-- Opening Marker --

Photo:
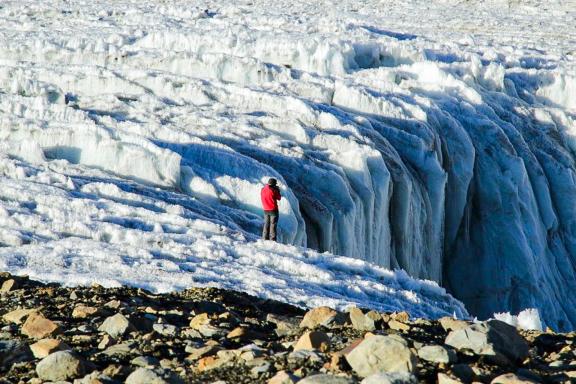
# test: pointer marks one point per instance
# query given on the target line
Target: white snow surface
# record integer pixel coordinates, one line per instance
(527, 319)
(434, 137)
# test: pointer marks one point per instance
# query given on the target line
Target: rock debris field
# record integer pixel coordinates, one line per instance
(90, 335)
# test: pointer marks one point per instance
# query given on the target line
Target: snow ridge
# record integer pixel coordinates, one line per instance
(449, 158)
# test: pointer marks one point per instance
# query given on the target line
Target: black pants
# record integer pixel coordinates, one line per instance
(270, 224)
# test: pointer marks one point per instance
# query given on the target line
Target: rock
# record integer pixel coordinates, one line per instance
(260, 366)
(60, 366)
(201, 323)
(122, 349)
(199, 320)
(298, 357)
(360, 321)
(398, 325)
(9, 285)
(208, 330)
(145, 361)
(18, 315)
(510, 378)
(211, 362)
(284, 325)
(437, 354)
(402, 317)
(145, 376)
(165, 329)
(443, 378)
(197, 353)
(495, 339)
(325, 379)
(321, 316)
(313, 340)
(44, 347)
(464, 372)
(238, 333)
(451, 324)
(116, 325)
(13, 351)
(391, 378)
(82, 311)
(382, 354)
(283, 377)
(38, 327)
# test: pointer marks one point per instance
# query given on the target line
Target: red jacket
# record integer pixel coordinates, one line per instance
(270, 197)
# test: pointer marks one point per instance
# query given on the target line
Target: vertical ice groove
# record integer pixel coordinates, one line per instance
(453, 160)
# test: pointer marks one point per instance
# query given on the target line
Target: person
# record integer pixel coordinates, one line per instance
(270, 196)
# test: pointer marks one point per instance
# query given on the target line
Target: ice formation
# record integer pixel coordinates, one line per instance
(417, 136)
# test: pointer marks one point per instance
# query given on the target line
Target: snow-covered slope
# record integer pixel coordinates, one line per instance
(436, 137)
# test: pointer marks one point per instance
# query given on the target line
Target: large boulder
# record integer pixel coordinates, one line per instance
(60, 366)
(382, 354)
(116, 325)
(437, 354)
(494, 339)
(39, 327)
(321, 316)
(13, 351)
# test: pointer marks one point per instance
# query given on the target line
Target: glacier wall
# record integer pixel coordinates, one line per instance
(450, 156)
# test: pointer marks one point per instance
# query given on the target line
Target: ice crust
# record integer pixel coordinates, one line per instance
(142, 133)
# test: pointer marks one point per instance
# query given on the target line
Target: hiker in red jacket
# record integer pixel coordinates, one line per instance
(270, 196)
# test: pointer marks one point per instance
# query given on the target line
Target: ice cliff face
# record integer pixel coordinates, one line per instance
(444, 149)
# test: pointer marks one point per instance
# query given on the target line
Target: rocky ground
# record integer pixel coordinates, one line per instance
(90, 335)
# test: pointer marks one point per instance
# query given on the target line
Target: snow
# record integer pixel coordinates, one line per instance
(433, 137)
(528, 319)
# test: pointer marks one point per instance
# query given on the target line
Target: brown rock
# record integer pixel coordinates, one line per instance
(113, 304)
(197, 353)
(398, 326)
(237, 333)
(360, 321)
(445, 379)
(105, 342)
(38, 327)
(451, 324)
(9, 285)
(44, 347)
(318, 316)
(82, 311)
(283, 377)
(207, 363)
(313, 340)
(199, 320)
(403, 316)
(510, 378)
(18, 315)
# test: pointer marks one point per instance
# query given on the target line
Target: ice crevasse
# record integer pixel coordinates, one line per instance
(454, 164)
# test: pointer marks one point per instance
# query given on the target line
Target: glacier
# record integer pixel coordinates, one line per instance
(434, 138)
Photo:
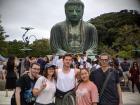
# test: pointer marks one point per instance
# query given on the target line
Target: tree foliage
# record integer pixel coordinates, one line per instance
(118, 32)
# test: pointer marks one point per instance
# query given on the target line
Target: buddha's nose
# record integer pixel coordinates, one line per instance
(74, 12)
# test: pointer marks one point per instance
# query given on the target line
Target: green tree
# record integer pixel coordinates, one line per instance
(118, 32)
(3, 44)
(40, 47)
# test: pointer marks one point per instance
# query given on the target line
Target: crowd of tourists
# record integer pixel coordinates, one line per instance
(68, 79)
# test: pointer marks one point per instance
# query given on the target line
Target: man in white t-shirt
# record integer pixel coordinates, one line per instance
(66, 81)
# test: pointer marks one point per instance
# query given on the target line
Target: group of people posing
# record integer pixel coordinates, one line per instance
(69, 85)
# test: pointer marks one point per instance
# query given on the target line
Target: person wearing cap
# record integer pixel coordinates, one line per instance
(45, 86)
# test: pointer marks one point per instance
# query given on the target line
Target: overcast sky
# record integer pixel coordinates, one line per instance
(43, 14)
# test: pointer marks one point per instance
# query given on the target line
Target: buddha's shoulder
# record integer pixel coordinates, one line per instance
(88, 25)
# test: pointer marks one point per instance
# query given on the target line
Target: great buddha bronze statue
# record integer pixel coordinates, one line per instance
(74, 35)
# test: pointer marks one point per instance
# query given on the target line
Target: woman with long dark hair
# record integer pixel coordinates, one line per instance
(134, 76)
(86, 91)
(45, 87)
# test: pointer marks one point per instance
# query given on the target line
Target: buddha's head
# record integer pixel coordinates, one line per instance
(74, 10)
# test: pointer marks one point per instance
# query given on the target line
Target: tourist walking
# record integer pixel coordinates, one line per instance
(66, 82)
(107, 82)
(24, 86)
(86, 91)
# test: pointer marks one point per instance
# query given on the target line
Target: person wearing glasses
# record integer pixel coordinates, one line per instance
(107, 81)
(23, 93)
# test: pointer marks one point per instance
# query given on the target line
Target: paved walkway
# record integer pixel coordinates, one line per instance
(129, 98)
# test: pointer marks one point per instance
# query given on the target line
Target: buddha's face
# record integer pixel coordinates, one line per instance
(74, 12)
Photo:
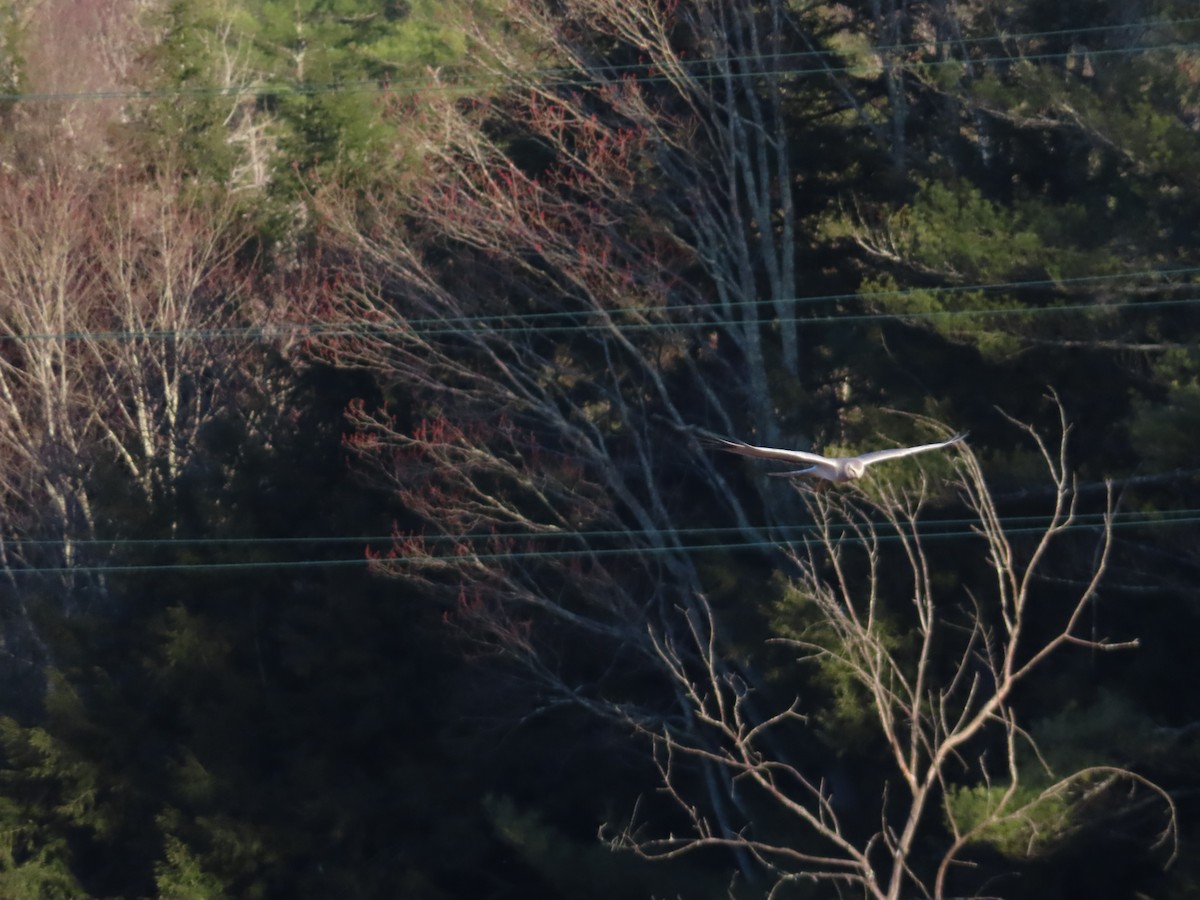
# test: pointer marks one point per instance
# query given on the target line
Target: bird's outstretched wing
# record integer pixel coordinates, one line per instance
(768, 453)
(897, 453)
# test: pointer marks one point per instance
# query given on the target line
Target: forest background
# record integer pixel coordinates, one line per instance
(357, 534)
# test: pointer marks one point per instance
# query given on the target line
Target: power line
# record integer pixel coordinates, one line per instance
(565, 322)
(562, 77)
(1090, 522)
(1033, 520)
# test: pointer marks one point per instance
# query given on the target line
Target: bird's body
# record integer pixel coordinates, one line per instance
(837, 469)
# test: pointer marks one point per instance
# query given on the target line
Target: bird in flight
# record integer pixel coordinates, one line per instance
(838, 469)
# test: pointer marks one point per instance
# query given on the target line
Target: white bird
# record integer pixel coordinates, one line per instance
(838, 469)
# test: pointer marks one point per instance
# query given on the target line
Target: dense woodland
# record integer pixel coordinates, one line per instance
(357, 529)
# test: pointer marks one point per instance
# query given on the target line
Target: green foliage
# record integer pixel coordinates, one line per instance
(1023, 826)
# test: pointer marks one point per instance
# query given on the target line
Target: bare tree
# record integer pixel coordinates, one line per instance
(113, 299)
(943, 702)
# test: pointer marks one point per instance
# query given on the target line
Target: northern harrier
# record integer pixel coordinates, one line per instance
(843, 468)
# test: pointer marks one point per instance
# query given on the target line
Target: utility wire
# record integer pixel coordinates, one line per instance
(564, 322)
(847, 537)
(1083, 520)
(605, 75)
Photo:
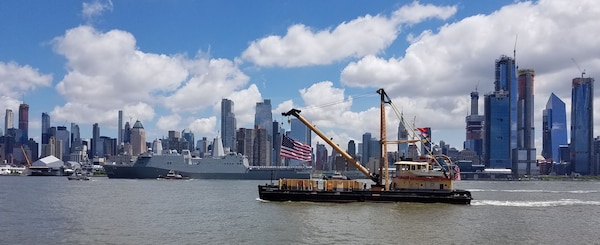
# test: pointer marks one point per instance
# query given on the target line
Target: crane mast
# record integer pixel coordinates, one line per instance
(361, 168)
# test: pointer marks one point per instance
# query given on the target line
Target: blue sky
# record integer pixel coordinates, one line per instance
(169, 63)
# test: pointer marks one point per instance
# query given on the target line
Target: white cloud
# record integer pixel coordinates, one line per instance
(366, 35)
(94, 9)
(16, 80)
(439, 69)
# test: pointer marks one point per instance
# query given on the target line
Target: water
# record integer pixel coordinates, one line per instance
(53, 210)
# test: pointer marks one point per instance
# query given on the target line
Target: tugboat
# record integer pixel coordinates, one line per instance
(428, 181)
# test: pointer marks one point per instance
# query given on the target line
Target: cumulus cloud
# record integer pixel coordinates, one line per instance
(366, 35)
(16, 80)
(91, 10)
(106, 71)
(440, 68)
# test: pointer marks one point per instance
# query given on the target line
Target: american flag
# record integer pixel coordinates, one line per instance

-- Closing Marker --

- [What the task asks]: All lines in the preceding records that hold the word "glacier" need to be copied.

- [Solved problem]:
Target: glacier wall
Target: glacier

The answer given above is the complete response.